= Cel ćwiczenia =
Podaj, ile chlebów jęczmiennych przyniósł mężowi Bożemu człowiek z Baal-Szalisza według podanego fragmentu.

───── Podany fragment ─────

2Krl 4,42-44
Pewien człowiek przyszedł z Baal-Szalisza,
przynosząc mężowi Bożemu chleb z pierwocin, dwadzieścia chlebów jęczmiennych i
świeżego zboża w worku. On zaś rozkazał: Podaj ludziom i niech jedzą! Lecz
sługa jego odrzekł: Jakże to rozdzielę między stu ludzi? A on odpowiedział:
Podaj ludziom i niech jedzą, bo tak mówi Pan: Nasycą się i pozostawią resztki.
Położył więc to przed nimi, a ci jedli i pozostawili resztki - według słowa
Pańskiego.
Ef 4,1-6
A zatem zachęcam was ja, więzień w Panu, abyście
postępowali w sposób godny powołania, jakim zostaliście wezwani, z całą pokorą
i cichością, z cierpliwością, znosząc siebie nawzajem w miłości. Usiłujcie
zachować jedność Ducha dzięki więzi, jaką jest pokój. Jedno jest Ciało i jeden
Duch, bo też zostaliście wezwani do jednej nadziei, jaką daje wasze powołanie.
Jeden jest Pan, jedna wiara, jeden chrzest. Jeden jest Bóg i Ojciec wszystkich,
który [jest i działa] ponad wszystkimi, przez wszystkich i we wszystkich.
J 6,1-15
Potem Jezus udał się za Jezioro Galilejskie,
czyli Tyberiadzkie. Szedł za Nim wielki tłum, bo widziano znaki, jakie czynił
dla tych, którzy chorowali. Jezus wszedł na wzgórze i usiadł tam ze swoimi
uczniami. A zbliżało się święto żydowskie, Pascha. Kiedy więc Jezus podniósł
oczy i ujrzał, że liczne tłumy schodzą do Niego, rzekł do Filipa: Skąd kupimy
chleba, aby oni się posilili? A mówił to wystawiając go na próbę. Wiedział
bowiem, co miał czynić. Odpowiedział Mu Filip: Za dwieście denarów nie
wystarczy chleba, aby każdy z nich mógł choć trochę otrzymać. Jeden z uczniów
Jego, Andrzej, brat Szymona Piotra, rzekł do Niego: Jest tu jeden chłopiec,
który ma pięć chlebów jęczmiennych i dwie ryby, lecz cóż to jest dla tak wielu?
Jezus zatem rzekł: Każcie ludziom usiąść! A w miejscu tym było wiele trawy.

───── Zapisane dane ─────

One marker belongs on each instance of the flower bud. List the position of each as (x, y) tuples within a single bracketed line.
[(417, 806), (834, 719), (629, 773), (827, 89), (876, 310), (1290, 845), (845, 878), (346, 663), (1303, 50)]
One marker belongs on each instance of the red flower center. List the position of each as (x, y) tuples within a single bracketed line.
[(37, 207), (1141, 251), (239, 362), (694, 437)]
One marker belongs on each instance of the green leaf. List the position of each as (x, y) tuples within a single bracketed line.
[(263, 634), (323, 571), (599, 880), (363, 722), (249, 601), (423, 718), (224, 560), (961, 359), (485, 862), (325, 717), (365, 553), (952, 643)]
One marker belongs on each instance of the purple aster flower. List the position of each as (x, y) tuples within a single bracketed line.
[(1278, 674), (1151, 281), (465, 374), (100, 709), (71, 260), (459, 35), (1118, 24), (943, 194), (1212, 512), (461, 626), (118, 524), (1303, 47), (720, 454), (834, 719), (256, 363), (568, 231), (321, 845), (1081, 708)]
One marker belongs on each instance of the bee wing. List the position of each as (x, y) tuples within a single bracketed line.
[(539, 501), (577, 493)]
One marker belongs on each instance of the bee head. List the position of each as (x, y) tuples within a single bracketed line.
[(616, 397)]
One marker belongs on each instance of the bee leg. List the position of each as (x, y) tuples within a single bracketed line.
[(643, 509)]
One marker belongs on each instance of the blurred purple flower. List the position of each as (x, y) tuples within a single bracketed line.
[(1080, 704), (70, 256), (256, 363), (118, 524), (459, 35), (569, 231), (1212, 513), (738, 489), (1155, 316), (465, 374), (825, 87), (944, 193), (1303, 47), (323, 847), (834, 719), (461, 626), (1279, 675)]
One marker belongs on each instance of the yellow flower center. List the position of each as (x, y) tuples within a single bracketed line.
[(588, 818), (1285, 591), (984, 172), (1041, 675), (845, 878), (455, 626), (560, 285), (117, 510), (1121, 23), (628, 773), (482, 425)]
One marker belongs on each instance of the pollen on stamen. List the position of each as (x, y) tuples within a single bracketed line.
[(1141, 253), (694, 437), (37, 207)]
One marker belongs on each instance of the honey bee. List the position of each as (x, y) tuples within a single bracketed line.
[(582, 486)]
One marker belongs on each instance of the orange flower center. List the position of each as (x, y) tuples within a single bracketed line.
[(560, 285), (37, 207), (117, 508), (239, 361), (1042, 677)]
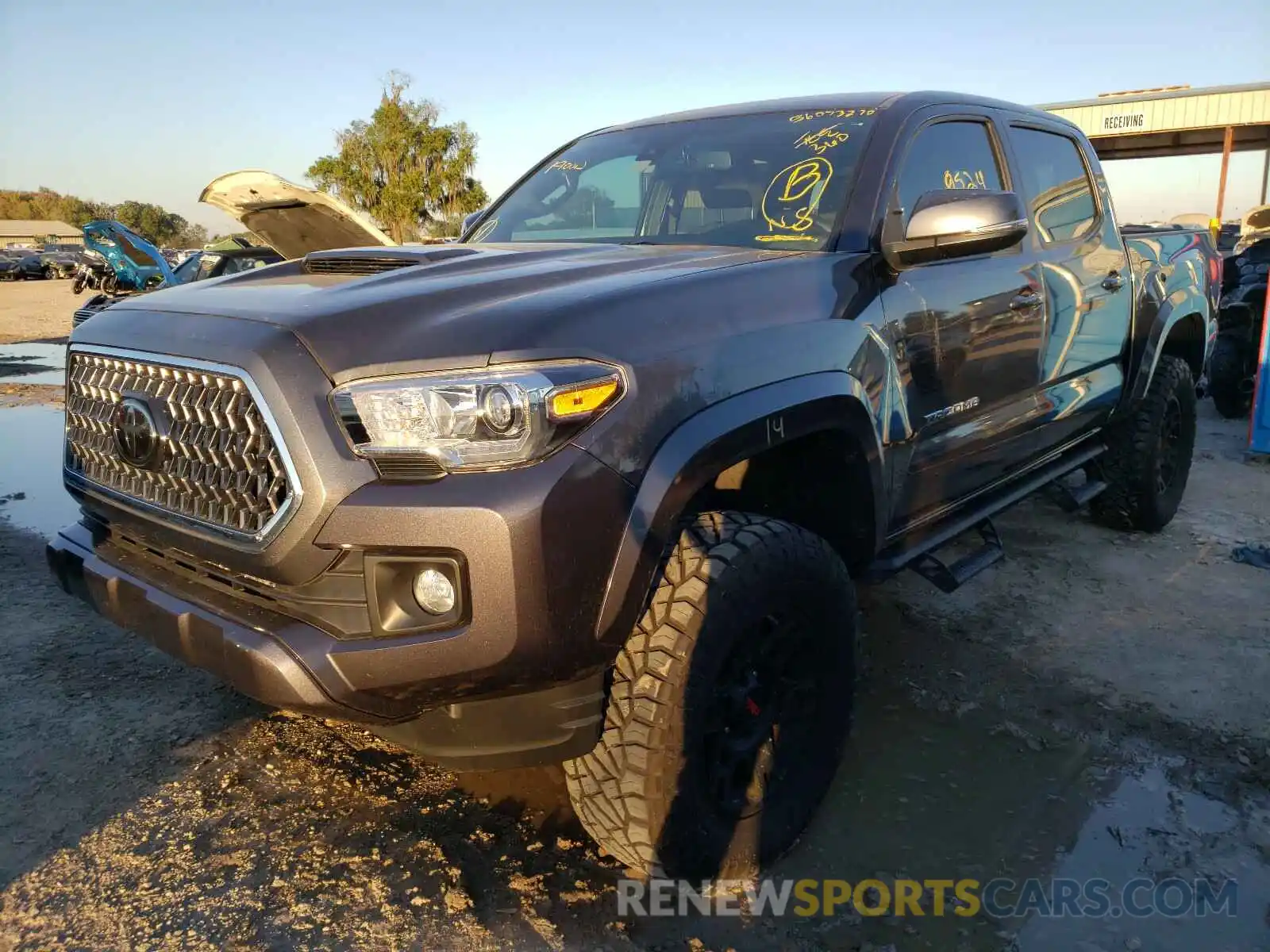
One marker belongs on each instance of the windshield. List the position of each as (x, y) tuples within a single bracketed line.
[(764, 181)]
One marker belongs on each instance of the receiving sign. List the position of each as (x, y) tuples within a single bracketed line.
[(1124, 122)]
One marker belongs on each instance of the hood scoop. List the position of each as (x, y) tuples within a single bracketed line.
[(378, 260)]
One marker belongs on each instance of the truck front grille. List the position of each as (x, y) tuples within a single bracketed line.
[(219, 463)]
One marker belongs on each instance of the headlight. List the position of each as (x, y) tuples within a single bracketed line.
[(486, 419)]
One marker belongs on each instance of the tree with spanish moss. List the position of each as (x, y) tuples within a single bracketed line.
[(406, 171)]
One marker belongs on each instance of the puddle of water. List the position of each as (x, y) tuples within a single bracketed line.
[(31, 463), (926, 797), (1151, 829), (33, 363)]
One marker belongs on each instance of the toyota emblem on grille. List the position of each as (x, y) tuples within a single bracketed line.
[(137, 438)]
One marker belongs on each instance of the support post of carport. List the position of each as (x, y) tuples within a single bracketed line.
[(1227, 144), (1265, 175)]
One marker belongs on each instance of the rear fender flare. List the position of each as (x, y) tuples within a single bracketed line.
[(1172, 310), (708, 443)]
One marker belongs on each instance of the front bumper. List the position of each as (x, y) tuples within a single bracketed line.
[(251, 653), (518, 681)]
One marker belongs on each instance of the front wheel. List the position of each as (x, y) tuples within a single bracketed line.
[(730, 704), (1149, 460), (1231, 370)]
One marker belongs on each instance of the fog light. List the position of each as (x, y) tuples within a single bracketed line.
[(433, 592)]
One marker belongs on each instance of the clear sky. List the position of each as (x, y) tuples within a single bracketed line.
[(152, 101)]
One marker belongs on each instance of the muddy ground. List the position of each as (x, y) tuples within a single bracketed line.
[(1096, 704)]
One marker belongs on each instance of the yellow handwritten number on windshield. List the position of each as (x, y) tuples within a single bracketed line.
[(793, 197)]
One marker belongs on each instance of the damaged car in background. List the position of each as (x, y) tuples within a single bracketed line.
[(291, 219), (1241, 319)]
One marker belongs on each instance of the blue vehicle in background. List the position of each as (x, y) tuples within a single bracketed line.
[(120, 259)]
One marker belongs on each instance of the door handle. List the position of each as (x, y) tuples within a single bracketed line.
[(1026, 301)]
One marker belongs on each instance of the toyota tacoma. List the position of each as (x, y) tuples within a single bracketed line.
[(594, 486)]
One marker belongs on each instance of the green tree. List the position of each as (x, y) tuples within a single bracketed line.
[(403, 168)]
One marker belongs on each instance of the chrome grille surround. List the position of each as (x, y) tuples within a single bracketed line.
[(224, 469)]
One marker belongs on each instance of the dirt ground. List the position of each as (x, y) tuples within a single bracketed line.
[(36, 310), (1095, 704)]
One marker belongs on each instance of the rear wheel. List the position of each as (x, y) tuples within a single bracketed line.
[(729, 706), (1230, 374), (1149, 460)]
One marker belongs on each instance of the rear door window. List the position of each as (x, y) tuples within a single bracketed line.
[(948, 155), (1056, 184)]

─────

= Pełna odpowiedź =
Dwadzieścia chlebów jęczmiennych.